[Goal of the exercise] Give, as a numbered list, the lines of the data from the line containing "Query: **insect leg**" up to and including the line containing "Give the mask of the **insect", leaving out any blank lines.

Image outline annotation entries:
☆ ☆ ☆ ☆ ☆

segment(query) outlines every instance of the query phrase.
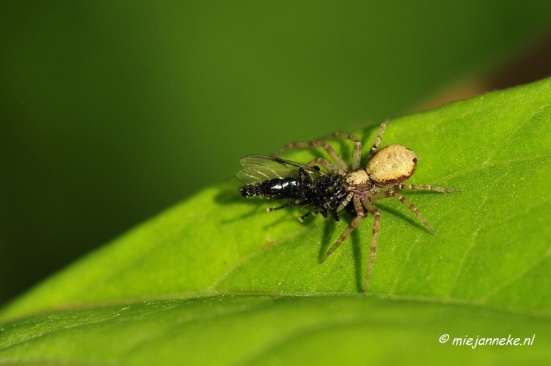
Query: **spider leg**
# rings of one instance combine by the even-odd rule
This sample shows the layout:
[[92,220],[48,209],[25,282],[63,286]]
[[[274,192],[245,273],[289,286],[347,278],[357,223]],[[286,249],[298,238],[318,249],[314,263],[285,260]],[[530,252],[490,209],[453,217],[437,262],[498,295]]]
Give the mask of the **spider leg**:
[[362,219],[363,219],[364,216],[365,216],[364,213],[364,207],[362,206],[362,202],[360,202],[360,199],[354,197],[353,202],[354,202],[354,208],[356,209],[356,213],[357,214],[357,216],[354,217],[354,219],[352,220],[352,222],[351,222],[350,225],[349,225],[349,227],[346,228],[346,229],[342,233],[342,234],[341,234],[340,237],[339,237],[338,240],[337,240],[337,242],[335,243],[335,244],[333,244],[333,246],[331,247],[331,248],[329,248],[329,250],[327,250],[327,252],[325,253],[325,255],[323,256],[322,260],[320,261],[320,264],[324,262],[327,259],[327,258],[331,254],[333,254],[333,252],[334,252],[339,247],[339,246],[344,241],[344,239],[346,239],[346,237],[348,237],[351,232],[355,228],[356,228],[356,226],[357,226],[360,224],[360,222],[362,221]]
[[420,221],[423,225],[426,228],[426,229],[433,235],[435,234],[433,226],[431,226],[421,214],[419,209],[413,205],[411,202],[406,200],[406,197],[402,195],[401,194],[398,193],[397,192],[392,192],[392,195],[393,195],[396,200],[399,200],[400,202],[403,203],[406,207],[413,211],[413,213],[417,215],[417,219]]
[[367,157],[367,161],[369,161],[377,152],[377,149],[379,147],[379,144],[381,143],[381,140],[383,138],[384,129],[386,128],[386,124],[389,122],[391,122],[391,120],[386,120],[381,124],[381,127],[379,128],[379,133],[377,135],[377,138],[375,139],[373,146],[371,147],[371,149],[369,151],[369,155]]
[[284,146],[282,148],[280,149],[271,155],[272,156],[277,156],[289,149],[294,149],[297,147],[323,147],[325,151],[327,151],[327,153],[329,154],[329,156],[331,156],[333,161],[336,163],[337,166],[338,166],[338,168],[342,171],[347,171],[349,170],[348,166],[346,166],[346,163],[344,162],[344,160],[342,160],[342,158],[339,156],[339,154],[337,153],[333,147],[326,144],[323,141],[324,140],[333,138],[335,137],[348,138],[349,140],[351,140],[354,142],[355,145],[354,147],[354,153],[352,158],[352,166],[353,169],[357,168],[360,166],[360,160],[362,157],[362,142],[360,142],[360,140],[358,140],[358,138],[354,135],[345,133],[344,132],[335,132],[331,135],[328,135],[324,138],[322,138],[318,141],[311,141],[306,142],[291,142],[290,144]]
[[321,165],[322,166],[323,166],[324,168],[331,172],[332,174],[338,174],[339,175],[342,175],[342,176],[346,174],[346,171],[339,169],[338,167],[335,166],[333,164],[330,163],[329,162],[322,158],[318,158],[316,159],[313,159],[310,162],[309,162],[309,163],[306,164],[306,165],[309,166],[313,166],[314,165]]
[[415,191],[434,191],[441,193],[457,193],[461,192],[459,189],[453,188],[435,187],[430,184],[397,184],[395,189],[397,191],[400,189],[410,189]]
[[369,200],[364,200],[362,203],[365,206],[367,211],[373,215],[373,231],[371,234],[371,247],[369,251],[369,264],[367,265],[366,271],[366,285],[364,288],[364,292],[367,293],[369,290],[369,280],[371,278],[371,270],[373,269],[373,262],[375,262],[375,255],[377,250],[377,235],[379,234],[379,226],[381,224],[381,214],[379,210]]
[[360,142],[360,140],[354,135],[338,131],[337,132],[333,132],[331,135],[327,135],[320,140],[329,140],[330,138],[348,138],[354,142],[354,152],[352,155],[352,169],[355,169],[360,166],[360,160],[362,158],[362,142]]

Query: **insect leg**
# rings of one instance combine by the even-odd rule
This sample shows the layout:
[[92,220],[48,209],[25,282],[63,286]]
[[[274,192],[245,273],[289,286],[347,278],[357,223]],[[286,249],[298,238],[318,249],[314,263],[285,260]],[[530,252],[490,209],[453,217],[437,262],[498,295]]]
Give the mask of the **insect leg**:
[[353,199],[353,202],[354,202],[354,208],[356,209],[356,213],[357,214],[357,216],[356,216],[354,218],[354,219],[352,220],[352,222],[350,224],[350,225],[349,225],[349,227],[346,228],[346,229],[342,233],[342,234],[340,235],[340,237],[339,237],[339,239],[337,240],[337,242],[335,243],[335,244],[333,244],[333,246],[331,247],[331,248],[329,250],[327,250],[327,252],[325,253],[325,255],[323,256],[322,260],[320,261],[320,264],[324,262],[327,259],[327,258],[331,254],[333,254],[333,252],[334,252],[339,247],[339,246],[344,241],[344,239],[346,239],[346,237],[349,236],[351,232],[355,228],[356,228],[356,226],[357,226],[360,224],[360,222],[361,222],[362,219],[364,218],[364,216],[365,215],[364,214],[364,207],[362,206],[362,202],[360,202],[360,200],[356,197],[354,197]]
[[409,208],[410,210],[411,210],[412,211],[413,211],[413,213],[415,213],[415,215],[417,215],[417,219],[419,219],[419,221],[420,221],[420,222],[421,222],[423,224],[423,225],[424,225],[424,226],[426,228],[426,229],[427,229],[427,230],[428,230],[428,231],[429,231],[429,232],[430,232],[431,234],[433,234],[433,235],[435,235],[435,230],[434,230],[434,229],[433,228],[433,226],[430,226],[430,224],[428,224],[428,223],[426,222],[426,220],[425,219],[425,218],[424,218],[424,217],[423,217],[423,215],[421,214],[421,212],[419,212],[419,209],[418,209],[417,207],[415,207],[415,206],[413,205],[413,204],[412,204],[411,202],[410,202],[409,201],[408,201],[407,200],[406,200],[406,197],[404,197],[404,196],[403,196],[403,195],[402,195],[401,194],[398,193],[397,192],[393,192],[393,193],[392,193],[392,195],[393,195],[393,196],[394,196],[394,197],[395,197],[395,198],[396,198],[397,200],[399,200],[400,202],[403,203],[403,204],[404,204],[406,206],[406,207],[407,207],[408,208]]
[[364,292],[366,294],[368,290],[369,290],[369,280],[371,278],[371,270],[373,269],[373,263],[375,262],[375,254],[377,250],[377,236],[379,234],[379,226],[381,224],[381,214],[379,213],[379,210],[377,209],[377,207],[375,207],[370,200],[364,200],[362,203],[374,217],[373,231],[371,234],[371,247],[369,251],[369,264],[367,265],[367,271],[366,271],[366,285],[364,288]]
[[410,189],[415,191],[434,191],[441,193],[457,193],[461,192],[459,189],[453,188],[435,187],[429,184],[397,184],[397,191],[400,189]]
[[386,128],[386,124],[389,122],[391,122],[391,120],[386,120],[381,124],[381,127],[379,128],[379,133],[377,135],[377,138],[375,140],[373,146],[371,147],[371,149],[369,151],[369,155],[367,157],[368,161],[369,161],[369,160],[371,159],[371,158],[373,158],[373,156],[377,152],[377,149],[379,147],[379,144],[381,143],[381,140],[383,138],[384,129]]

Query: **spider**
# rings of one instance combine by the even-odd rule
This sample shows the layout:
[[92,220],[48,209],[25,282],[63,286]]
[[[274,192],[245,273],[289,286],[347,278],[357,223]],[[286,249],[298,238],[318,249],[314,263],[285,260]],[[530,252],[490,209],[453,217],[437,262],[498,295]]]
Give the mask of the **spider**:
[[[289,149],[293,148],[323,147],[335,163],[333,164],[325,159],[318,158],[309,162],[306,166],[318,168],[317,170],[319,170],[318,166],[323,166],[329,171],[332,176],[338,177],[342,180],[342,187],[344,189],[346,195],[342,196],[342,198],[339,200],[340,204],[336,207],[336,209],[334,209],[336,210],[336,213],[338,213],[346,207],[348,208],[347,211],[355,214],[355,217],[344,230],[337,240],[337,242],[329,248],[322,258],[320,261],[320,264],[324,263],[348,237],[352,230],[357,227],[366,215],[366,210],[373,215],[369,263],[366,272],[364,292],[367,292],[369,289],[369,280],[375,261],[375,251],[377,250],[377,237],[379,233],[379,227],[381,222],[381,214],[375,204],[373,204],[373,202],[389,197],[395,197],[404,204],[406,207],[411,210],[425,228],[431,234],[434,235],[434,229],[426,222],[419,209],[399,193],[398,191],[433,191],[443,193],[459,192],[458,189],[433,186],[428,184],[404,184],[403,183],[411,177],[415,171],[417,156],[410,149],[402,145],[391,144],[380,150],[378,149],[379,144],[381,143],[381,140],[384,133],[384,129],[388,122],[388,120],[385,121],[381,125],[377,138],[369,151],[367,157],[367,164],[365,168],[360,166],[362,155],[362,143],[360,140],[353,135],[343,132],[335,132],[318,141],[291,142],[272,154],[273,156],[276,156]],[[349,169],[344,160],[337,152],[324,142],[325,140],[334,138],[346,138],[354,142],[355,147],[351,169]],[[288,204],[283,207],[288,206],[293,206],[293,204]],[[315,208],[313,211],[316,209]]]

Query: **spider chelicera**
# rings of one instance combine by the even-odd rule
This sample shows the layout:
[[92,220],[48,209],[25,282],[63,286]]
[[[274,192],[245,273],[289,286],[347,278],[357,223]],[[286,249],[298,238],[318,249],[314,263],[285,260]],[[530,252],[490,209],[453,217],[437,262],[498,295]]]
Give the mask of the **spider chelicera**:
[[[272,154],[272,156],[246,156],[240,160],[243,169],[237,174],[238,178],[247,184],[241,189],[241,195],[243,197],[290,200],[281,207],[269,208],[268,211],[291,206],[313,206],[312,210],[300,217],[301,221],[310,213],[321,213],[324,217],[331,215],[338,221],[338,213],[344,208],[355,215],[337,242],[320,261],[320,263],[324,262],[360,224],[366,215],[366,210],[371,213],[374,219],[369,263],[364,288],[365,292],[369,288],[381,221],[381,215],[373,202],[394,197],[411,210],[431,234],[435,234],[432,226],[417,208],[406,200],[398,191],[433,191],[444,193],[459,191],[426,184],[404,184],[403,182],[411,177],[415,171],[417,156],[410,149],[398,144],[391,144],[378,149],[387,122],[386,121],[381,125],[377,138],[369,151],[365,168],[360,166],[362,155],[360,140],[349,133],[335,132],[318,141],[291,142]],[[344,160],[324,141],[334,138],[346,138],[354,142],[351,169],[349,169]],[[323,147],[334,164],[318,158],[303,165],[276,157],[289,149],[306,147]],[[325,168],[328,173],[321,171],[320,166]]]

☆ ☆ ☆ ☆ ☆

[Completed task]
1. Query: **insect leg**
2. # rings of one instance combine by the even-odd rule
3. This sample shows the layout:
4. [[92,220],[48,209],[25,282],[63,286]]
5. [[[274,192],[245,273],[289,286],[347,278],[357,223]],[[286,249],[298,238],[318,249],[314,263],[285,260]],[[530,252],[490,209],[453,217],[437,262],[498,295]]]
6. Give the mask of the **insect leg**:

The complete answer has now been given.